## ABOUT THIS TASK
The reply should contain all of the data below, word for word.

Segmentation mask data
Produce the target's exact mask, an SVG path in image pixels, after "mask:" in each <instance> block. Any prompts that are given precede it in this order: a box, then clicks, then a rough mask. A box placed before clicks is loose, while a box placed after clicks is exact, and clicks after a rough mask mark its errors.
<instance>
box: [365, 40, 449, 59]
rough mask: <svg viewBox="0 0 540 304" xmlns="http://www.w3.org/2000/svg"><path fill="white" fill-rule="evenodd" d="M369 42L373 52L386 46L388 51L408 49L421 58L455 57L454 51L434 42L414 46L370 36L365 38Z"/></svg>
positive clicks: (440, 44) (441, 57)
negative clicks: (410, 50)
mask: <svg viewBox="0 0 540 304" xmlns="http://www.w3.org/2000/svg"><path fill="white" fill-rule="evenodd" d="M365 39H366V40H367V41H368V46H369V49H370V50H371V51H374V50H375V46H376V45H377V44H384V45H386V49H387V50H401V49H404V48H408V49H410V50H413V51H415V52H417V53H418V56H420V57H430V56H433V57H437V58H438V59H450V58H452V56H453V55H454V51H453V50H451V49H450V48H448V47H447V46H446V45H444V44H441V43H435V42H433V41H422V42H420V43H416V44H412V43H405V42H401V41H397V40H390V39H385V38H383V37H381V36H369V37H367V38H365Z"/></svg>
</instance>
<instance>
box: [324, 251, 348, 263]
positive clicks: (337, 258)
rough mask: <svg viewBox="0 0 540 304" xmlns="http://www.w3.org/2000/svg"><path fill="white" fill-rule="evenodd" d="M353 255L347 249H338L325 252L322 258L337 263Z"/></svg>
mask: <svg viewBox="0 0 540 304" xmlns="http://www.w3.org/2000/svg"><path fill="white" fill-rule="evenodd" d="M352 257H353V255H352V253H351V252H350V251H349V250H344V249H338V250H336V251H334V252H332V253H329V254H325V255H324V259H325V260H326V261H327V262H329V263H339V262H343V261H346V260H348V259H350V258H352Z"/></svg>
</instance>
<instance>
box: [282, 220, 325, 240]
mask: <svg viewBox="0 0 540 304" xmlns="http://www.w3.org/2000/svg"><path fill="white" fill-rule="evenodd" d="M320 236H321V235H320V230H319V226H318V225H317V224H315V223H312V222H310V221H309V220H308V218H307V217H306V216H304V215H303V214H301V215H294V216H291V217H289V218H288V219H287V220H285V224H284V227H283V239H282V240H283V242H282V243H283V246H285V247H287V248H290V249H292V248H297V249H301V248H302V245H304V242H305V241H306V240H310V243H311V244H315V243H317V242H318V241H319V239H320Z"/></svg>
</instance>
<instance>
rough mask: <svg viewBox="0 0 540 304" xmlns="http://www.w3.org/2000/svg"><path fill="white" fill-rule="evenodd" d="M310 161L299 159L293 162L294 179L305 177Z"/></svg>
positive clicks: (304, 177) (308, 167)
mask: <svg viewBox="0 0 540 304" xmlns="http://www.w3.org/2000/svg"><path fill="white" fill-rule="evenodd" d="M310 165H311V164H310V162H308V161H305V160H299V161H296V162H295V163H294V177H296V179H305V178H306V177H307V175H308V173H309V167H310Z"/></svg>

## REPLY TO THE TASK
Produce the target's exact mask, an SVG path in image pixels, after "mask:" in each <instance> block. Any prompts that are given precede it in this order: a box, then clicks, then a rough mask. A box placed before clicks is loose, while a box placed after clicks is exact, and clicks after a rough mask mark its errors.
<instance>
box: [365, 40, 449, 59]
rough mask: <svg viewBox="0 0 540 304" xmlns="http://www.w3.org/2000/svg"><path fill="white" fill-rule="evenodd" d="M369 42L373 52L386 46L388 51L408 49L421 58L455 57L454 51L434 42L414 46L370 36L365 38Z"/></svg>
positive clicks: (440, 44) (441, 57)
negative clicks: (410, 50)
mask: <svg viewBox="0 0 540 304" xmlns="http://www.w3.org/2000/svg"><path fill="white" fill-rule="evenodd" d="M365 39H366V40H367V41H368V46H369V49H370V50H371V51H374V50H375V46H376V45H377V44H384V45H386V49H387V50H401V49H404V48H408V49H410V50H413V51H415V52H417V53H418V56H420V57H430V56H433V57H437V58H438V59H450V58H452V56H453V55H454V51H453V50H451V49H450V48H448V47H447V46H446V45H444V44H441V43H435V42H433V41H422V42H420V43H416V44H412V43H405V42H401V41H397V40H390V39H385V38H383V37H381V36H369V37H367V38H365Z"/></svg>
</instance>
<instance>
box: [324, 251, 348, 263]
positive clicks: (337, 258)
rough mask: <svg viewBox="0 0 540 304" xmlns="http://www.w3.org/2000/svg"><path fill="white" fill-rule="evenodd" d="M353 255L347 249H338L325 252L322 258L337 263Z"/></svg>
mask: <svg viewBox="0 0 540 304" xmlns="http://www.w3.org/2000/svg"><path fill="white" fill-rule="evenodd" d="M352 257H353V255H352V253H351V252H350V251H349V250H344V249H338V250H336V251H334V252H332V253H329V254H325V255H324V259H325V260H326V261H327V262H329V263H339V262H343V261H346V260H348V259H350V258H352Z"/></svg>
</instance>
<instance>
box: [282, 220, 325, 240]
mask: <svg viewBox="0 0 540 304" xmlns="http://www.w3.org/2000/svg"><path fill="white" fill-rule="evenodd" d="M320 236H321V235H320V230H319V226H318V225H317V224H315V223H312V222H310V221H309V220H308V218H307V217H306V216H304V215H303V214H301V215H294V216H291V217H289V218H288V219H287V220H285V224H284V227H283V239H282V240H283V242H282V243H283V246H285V247H287V248H290V249H292V248H297V249H301V248H302V245H304V242H305V241H306V240H310V243H311V244H315V243H317V242H318V241H319V239H320Z"/></svg>
</instance>
<instance>
rough mask: <svg viewBox="0 0 540 304" xmlns="http://www.w3.org/2000/svg"><path fill="white" fill-rule="evenodd" d="M310 161L299 159L293 162L294 179L305 177Z"/></svg>
positive clicks: (304, 177) (308, 167)
mask: <svg viewBox="0 0 540 304" xmlns="http://www.w3.org/2000/svg"><path fill="white" fill-rule="evenodd" d="M310 165H311V164H310V162H308V161H305V160H299V161H296V162H295V163H294V177H296V179H305V178H306V177H307V175H308V173H309V167H310Z"/></svg>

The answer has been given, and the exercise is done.